== MATERIAL PROVIDED ==

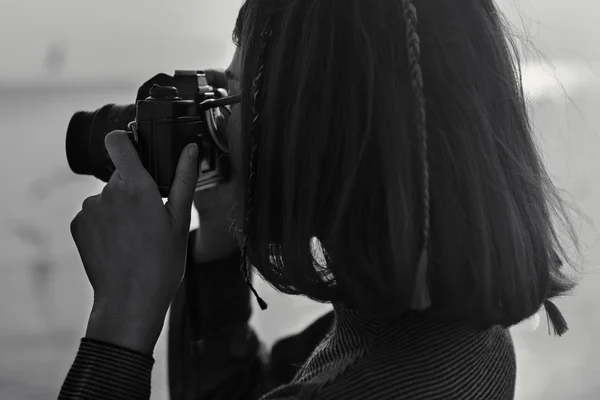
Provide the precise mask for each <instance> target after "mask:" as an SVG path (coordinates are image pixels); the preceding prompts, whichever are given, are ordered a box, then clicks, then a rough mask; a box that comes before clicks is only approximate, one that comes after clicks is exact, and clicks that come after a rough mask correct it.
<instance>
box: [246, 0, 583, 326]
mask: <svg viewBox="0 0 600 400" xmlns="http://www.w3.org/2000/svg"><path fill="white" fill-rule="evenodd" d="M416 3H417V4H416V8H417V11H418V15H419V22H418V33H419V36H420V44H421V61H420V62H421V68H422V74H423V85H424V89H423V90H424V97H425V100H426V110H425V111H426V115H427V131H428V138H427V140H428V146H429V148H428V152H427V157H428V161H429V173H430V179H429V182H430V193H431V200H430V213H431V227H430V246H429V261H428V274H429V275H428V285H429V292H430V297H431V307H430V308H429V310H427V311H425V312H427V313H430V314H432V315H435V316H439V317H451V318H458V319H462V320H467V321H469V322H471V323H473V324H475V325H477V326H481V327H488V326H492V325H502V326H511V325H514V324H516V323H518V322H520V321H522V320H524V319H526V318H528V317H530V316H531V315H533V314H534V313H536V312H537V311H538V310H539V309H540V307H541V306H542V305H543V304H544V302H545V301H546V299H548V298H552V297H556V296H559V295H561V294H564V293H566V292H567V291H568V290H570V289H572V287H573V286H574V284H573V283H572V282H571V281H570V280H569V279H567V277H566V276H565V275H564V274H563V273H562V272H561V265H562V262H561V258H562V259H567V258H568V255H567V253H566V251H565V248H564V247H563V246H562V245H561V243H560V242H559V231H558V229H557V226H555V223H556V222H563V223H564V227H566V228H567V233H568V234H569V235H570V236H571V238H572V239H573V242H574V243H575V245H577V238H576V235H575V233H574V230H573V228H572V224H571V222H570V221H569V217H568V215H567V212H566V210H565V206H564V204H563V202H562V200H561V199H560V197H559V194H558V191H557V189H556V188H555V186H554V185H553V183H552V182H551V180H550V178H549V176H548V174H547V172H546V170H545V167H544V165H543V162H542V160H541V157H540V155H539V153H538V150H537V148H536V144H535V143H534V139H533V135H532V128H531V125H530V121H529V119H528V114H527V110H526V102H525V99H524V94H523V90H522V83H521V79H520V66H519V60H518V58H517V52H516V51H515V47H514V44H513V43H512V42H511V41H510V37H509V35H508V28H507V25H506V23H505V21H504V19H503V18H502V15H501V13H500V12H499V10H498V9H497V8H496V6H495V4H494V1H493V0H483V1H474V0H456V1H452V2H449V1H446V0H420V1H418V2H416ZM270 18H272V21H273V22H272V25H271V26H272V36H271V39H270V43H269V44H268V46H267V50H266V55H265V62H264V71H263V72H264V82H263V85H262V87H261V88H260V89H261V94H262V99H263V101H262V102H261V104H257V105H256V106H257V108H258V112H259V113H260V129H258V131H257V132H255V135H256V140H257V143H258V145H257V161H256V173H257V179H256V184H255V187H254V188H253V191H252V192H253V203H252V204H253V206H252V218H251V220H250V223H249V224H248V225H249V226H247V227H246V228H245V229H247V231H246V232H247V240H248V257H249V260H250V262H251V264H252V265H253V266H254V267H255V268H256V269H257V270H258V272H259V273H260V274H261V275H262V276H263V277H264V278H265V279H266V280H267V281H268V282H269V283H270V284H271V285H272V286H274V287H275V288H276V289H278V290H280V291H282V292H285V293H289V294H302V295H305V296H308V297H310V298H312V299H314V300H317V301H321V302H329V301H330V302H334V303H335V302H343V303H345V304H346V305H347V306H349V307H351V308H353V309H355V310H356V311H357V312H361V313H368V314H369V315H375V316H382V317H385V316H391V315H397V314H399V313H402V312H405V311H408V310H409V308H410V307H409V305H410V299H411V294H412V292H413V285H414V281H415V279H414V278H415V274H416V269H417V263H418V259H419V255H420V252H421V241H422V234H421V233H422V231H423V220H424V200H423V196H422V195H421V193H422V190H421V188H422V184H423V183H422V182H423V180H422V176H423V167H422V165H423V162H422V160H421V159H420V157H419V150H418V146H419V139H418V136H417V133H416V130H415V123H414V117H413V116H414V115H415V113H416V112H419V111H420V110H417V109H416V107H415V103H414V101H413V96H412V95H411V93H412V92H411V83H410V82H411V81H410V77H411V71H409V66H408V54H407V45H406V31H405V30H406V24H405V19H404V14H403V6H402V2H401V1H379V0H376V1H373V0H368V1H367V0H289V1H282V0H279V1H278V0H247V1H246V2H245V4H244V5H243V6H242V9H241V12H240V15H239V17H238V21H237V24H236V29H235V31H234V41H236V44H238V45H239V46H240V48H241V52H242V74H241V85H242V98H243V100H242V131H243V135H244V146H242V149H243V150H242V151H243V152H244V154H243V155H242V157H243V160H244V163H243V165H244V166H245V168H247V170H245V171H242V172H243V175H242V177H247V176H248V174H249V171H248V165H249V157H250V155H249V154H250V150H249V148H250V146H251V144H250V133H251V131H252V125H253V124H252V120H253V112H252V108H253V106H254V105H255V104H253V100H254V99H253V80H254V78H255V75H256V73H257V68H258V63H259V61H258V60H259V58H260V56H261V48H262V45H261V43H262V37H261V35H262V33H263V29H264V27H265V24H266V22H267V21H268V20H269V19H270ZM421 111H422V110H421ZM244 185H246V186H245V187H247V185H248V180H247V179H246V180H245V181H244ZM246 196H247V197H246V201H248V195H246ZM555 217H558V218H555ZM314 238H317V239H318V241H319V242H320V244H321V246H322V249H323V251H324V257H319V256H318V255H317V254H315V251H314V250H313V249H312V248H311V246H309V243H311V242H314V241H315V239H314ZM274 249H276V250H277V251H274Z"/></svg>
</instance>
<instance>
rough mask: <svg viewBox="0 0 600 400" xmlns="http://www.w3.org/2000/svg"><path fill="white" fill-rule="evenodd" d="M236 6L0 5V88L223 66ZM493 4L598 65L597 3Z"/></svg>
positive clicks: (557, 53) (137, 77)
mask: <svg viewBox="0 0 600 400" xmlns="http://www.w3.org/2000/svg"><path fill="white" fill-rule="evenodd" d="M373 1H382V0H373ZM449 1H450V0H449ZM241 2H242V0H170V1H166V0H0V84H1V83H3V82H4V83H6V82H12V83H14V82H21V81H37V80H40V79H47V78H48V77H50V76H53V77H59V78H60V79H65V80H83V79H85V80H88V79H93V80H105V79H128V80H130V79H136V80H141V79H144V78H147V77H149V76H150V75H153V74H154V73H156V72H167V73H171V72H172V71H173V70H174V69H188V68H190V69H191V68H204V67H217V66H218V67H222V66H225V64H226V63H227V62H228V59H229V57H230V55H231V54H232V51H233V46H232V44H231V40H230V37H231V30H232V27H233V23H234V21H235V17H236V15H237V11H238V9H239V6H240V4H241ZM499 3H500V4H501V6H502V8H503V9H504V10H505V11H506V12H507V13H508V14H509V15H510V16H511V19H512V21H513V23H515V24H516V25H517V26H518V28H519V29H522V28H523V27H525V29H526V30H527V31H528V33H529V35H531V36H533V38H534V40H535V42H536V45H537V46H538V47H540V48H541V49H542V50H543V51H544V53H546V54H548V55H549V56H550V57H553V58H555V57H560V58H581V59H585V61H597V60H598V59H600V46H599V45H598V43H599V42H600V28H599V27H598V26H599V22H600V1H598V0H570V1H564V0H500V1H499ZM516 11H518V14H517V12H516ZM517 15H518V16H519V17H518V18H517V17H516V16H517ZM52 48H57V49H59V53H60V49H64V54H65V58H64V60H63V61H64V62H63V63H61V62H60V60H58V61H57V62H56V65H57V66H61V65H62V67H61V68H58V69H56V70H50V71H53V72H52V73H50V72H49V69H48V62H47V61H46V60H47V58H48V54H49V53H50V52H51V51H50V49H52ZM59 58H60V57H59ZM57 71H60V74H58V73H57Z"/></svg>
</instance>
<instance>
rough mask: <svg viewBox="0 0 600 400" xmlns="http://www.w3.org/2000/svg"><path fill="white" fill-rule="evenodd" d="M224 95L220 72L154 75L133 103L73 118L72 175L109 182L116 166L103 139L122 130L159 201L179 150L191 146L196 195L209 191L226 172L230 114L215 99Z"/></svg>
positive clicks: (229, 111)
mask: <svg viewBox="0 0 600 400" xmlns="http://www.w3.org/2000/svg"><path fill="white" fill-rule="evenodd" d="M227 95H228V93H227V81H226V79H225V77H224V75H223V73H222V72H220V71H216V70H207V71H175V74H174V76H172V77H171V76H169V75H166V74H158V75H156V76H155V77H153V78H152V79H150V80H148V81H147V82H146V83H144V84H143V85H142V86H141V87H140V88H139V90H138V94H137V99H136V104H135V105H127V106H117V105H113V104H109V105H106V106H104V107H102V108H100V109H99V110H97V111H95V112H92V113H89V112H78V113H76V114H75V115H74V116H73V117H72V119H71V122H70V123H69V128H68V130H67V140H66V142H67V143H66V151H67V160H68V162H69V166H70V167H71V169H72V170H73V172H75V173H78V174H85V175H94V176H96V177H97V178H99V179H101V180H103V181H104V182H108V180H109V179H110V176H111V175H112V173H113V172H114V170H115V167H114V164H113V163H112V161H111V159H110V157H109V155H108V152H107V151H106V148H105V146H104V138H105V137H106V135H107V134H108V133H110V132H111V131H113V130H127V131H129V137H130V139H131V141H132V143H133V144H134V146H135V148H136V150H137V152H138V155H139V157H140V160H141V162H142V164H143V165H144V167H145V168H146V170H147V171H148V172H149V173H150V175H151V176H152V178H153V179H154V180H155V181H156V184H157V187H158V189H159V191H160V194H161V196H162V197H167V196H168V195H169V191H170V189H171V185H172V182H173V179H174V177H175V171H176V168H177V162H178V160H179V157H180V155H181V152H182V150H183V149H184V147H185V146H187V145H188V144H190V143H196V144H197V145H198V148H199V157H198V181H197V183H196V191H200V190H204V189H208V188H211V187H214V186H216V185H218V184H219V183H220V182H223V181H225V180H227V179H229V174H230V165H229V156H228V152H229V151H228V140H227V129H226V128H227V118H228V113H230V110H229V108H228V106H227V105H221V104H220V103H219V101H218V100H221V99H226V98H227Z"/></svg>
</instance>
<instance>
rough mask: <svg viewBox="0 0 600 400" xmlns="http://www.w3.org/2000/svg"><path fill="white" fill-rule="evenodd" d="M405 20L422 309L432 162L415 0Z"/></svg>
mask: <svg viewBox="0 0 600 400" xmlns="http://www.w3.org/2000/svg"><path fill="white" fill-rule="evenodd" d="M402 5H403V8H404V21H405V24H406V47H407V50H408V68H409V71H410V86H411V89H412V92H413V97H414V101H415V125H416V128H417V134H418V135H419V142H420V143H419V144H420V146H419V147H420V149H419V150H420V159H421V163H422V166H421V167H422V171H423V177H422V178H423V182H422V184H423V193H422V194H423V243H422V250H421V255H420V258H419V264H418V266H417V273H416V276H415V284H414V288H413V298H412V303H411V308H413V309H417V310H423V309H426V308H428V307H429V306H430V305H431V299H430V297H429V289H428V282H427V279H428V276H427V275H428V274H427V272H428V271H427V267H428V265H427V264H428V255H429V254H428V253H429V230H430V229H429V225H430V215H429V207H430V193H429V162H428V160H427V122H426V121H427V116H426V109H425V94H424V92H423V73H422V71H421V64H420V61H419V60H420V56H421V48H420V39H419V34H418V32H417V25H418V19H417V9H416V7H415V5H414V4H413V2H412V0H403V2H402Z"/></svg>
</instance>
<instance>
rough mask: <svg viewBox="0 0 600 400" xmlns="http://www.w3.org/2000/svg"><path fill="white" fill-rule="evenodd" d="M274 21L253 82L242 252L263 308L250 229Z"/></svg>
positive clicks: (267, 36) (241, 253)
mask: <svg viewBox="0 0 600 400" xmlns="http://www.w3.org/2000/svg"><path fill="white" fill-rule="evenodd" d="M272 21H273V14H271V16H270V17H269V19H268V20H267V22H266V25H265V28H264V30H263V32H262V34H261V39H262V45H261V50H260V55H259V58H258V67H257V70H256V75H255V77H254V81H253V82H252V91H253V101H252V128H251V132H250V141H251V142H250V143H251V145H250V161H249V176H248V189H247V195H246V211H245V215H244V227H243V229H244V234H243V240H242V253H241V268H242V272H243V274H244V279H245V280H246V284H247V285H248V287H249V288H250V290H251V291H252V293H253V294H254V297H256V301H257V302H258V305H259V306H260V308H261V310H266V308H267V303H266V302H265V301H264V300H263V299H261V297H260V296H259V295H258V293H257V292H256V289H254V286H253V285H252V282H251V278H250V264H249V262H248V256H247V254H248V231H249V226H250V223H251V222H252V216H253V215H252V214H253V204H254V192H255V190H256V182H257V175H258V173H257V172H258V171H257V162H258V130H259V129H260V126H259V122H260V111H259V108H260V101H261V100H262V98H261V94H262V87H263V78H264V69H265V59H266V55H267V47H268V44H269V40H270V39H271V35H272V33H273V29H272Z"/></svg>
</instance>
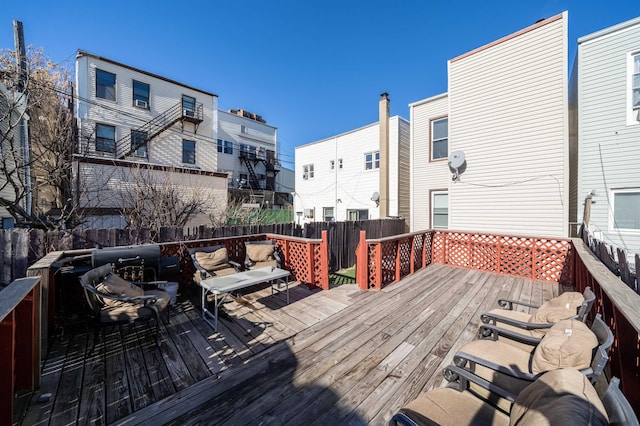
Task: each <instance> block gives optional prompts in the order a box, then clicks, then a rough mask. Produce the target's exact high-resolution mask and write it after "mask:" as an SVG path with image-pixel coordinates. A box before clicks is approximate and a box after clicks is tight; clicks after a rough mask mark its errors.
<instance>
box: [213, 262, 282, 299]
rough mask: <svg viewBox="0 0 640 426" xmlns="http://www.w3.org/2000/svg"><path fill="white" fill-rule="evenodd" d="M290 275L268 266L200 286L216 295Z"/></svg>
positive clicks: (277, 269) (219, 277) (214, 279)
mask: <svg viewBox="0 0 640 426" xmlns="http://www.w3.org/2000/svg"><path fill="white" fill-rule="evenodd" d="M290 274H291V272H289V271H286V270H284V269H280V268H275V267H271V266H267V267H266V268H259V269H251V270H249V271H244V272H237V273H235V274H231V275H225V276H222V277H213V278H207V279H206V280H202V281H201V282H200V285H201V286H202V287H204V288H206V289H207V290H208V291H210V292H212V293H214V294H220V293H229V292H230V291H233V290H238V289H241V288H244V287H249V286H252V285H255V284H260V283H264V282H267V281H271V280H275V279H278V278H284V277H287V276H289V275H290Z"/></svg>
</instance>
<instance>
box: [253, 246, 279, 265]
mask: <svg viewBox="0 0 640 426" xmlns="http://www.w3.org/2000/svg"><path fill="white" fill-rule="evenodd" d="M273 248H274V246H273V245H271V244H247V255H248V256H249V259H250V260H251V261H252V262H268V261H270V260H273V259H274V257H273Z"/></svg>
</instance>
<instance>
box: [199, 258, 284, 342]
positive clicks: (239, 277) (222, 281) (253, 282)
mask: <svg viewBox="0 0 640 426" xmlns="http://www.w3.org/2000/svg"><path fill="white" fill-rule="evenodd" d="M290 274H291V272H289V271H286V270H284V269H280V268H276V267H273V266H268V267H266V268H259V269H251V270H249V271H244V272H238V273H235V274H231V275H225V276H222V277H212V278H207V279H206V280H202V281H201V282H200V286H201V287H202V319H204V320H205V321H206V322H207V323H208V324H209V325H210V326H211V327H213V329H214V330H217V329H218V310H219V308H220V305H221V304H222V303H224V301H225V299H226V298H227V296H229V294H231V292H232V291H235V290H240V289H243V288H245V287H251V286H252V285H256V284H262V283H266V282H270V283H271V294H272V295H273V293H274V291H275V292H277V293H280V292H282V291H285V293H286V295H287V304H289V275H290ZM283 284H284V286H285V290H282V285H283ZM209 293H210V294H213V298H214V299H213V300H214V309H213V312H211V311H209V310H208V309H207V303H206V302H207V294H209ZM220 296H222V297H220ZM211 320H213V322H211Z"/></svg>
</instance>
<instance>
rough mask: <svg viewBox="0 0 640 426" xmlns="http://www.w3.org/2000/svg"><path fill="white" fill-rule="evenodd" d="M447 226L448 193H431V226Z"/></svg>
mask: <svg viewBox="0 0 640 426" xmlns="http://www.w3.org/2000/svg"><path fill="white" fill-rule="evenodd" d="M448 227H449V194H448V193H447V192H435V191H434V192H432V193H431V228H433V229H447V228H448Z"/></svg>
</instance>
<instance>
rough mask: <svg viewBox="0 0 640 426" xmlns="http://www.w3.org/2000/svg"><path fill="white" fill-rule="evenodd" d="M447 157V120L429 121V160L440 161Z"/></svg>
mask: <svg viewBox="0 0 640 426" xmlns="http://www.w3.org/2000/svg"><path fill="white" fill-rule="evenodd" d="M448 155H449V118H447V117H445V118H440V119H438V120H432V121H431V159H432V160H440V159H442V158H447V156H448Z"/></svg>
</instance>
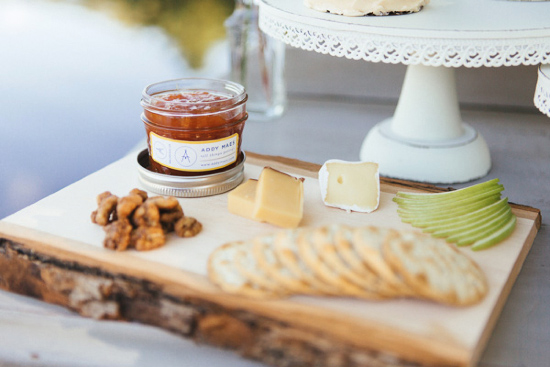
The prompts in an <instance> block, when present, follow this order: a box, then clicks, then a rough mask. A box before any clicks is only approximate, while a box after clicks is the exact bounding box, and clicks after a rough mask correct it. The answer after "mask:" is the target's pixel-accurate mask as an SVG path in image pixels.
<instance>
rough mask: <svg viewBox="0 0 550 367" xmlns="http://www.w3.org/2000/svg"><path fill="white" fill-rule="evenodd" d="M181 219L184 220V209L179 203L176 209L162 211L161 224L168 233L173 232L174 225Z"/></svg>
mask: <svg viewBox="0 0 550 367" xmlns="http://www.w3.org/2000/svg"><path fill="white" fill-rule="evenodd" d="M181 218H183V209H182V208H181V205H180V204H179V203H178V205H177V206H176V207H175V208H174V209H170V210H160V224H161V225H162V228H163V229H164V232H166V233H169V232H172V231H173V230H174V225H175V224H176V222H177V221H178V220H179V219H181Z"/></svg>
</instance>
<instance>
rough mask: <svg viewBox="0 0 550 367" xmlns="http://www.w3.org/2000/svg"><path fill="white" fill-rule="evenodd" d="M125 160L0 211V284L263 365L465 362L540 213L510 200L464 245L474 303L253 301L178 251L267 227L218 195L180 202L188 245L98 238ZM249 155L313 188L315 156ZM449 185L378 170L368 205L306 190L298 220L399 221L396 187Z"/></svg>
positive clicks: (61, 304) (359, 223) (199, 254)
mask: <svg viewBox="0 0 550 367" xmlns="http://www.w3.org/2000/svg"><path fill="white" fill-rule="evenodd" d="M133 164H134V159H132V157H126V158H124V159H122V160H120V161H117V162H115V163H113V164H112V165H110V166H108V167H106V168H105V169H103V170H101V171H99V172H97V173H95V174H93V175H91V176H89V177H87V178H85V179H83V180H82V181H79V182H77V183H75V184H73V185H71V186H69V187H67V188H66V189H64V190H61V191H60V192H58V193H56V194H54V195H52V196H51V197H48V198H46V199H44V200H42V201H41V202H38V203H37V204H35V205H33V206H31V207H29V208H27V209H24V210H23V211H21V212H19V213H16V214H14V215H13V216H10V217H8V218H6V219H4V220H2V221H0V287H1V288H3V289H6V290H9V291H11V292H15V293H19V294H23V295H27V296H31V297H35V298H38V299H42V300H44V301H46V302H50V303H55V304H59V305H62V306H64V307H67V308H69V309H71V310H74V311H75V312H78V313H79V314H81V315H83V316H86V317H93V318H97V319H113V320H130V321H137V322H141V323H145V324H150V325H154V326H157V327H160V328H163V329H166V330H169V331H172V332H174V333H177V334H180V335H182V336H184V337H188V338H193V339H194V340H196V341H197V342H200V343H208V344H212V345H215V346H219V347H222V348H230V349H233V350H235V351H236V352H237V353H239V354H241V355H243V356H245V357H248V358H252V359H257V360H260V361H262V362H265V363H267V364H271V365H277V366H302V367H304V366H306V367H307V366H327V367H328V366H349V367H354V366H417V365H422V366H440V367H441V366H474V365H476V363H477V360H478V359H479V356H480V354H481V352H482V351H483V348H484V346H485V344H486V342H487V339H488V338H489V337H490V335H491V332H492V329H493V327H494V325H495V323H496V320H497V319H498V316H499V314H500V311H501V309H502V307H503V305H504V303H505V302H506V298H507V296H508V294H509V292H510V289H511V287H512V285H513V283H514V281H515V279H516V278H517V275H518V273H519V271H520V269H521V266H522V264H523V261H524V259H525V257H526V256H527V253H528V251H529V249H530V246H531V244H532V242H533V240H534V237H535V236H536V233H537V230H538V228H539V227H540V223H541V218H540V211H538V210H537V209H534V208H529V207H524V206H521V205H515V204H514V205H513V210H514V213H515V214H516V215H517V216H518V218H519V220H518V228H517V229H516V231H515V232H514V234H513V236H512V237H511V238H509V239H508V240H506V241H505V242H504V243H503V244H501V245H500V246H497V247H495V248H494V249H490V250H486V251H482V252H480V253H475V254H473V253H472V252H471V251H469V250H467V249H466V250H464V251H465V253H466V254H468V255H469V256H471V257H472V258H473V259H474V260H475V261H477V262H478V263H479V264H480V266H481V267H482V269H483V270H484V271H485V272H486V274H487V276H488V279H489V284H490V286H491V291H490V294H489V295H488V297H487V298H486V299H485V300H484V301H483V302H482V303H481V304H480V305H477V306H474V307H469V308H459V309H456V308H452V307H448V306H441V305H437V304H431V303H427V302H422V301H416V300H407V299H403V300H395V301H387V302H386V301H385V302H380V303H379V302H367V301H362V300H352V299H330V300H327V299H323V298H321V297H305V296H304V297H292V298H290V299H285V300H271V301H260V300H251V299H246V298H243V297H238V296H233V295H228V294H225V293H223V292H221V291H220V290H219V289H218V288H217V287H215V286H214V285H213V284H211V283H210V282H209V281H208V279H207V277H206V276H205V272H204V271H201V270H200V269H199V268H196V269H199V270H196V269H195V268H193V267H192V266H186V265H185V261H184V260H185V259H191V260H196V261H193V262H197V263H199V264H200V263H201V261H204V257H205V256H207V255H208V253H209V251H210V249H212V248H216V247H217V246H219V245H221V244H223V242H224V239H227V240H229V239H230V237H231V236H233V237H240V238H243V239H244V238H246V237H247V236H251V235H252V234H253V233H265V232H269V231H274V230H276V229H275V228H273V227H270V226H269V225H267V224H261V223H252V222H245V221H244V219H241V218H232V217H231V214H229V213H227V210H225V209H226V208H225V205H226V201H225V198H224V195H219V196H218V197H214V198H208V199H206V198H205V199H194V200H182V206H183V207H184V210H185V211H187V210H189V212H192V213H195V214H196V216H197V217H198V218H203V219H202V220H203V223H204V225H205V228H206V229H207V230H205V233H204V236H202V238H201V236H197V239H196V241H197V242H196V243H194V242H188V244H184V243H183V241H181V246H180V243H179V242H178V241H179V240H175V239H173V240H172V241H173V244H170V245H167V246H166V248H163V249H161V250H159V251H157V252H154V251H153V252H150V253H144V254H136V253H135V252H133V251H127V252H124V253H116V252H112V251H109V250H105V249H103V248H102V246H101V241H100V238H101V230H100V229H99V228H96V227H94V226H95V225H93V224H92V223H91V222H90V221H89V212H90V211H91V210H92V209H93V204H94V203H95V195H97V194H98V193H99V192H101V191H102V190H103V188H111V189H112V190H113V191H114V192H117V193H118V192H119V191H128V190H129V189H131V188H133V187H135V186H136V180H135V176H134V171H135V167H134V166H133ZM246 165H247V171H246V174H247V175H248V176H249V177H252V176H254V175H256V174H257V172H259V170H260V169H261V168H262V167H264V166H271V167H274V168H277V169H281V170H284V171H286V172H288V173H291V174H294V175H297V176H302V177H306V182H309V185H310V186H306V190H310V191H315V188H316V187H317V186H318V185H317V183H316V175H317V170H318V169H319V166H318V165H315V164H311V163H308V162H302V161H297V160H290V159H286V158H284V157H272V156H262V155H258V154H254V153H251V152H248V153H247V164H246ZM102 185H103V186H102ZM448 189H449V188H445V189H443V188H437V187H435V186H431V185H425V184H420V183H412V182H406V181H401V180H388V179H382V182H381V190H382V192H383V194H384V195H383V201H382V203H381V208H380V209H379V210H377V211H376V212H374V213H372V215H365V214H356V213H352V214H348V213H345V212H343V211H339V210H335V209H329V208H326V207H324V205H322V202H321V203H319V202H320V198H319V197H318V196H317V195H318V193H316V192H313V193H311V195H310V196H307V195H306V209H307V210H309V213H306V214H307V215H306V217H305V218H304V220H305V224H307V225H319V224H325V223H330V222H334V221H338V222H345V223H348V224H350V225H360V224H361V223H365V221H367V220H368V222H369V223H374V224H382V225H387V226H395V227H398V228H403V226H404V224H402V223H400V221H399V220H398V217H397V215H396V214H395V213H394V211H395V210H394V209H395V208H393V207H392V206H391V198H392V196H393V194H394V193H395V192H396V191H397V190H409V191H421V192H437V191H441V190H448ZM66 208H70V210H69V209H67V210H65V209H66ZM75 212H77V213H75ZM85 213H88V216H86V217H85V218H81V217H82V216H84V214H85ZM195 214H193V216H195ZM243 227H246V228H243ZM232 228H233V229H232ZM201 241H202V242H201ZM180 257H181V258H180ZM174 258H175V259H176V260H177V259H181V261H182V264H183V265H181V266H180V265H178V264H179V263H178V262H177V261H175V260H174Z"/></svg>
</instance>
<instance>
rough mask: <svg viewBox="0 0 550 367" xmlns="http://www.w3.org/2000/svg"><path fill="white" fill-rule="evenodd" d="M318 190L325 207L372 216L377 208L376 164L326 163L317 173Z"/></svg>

===

### EXERCISE AIM
Copy each line above that contains the string "block", where case counts.

### RESPONSE FOR THIS EXERCISE
Task: each <instance> block gives optional prompts in the order a box, then clicks, then a rough mask. Produce the target's exact high-resolution mask and write it after "mask:" as an SVG path with image-pixel coordinates. A box before clicks is approximate and a box after clicks is tight; clicks after a rough mask mark its errors.
The prompts in an <instance> block, when present, follow this order: a box, then clicks, then a rough mask. A box before any clicks is only approximate, while a box after clicks is the exact bounding box, and clicks after a rough mask correct it. The answer after "mask:" is the target's pixel-accurate mask as an SVG path in image pixels.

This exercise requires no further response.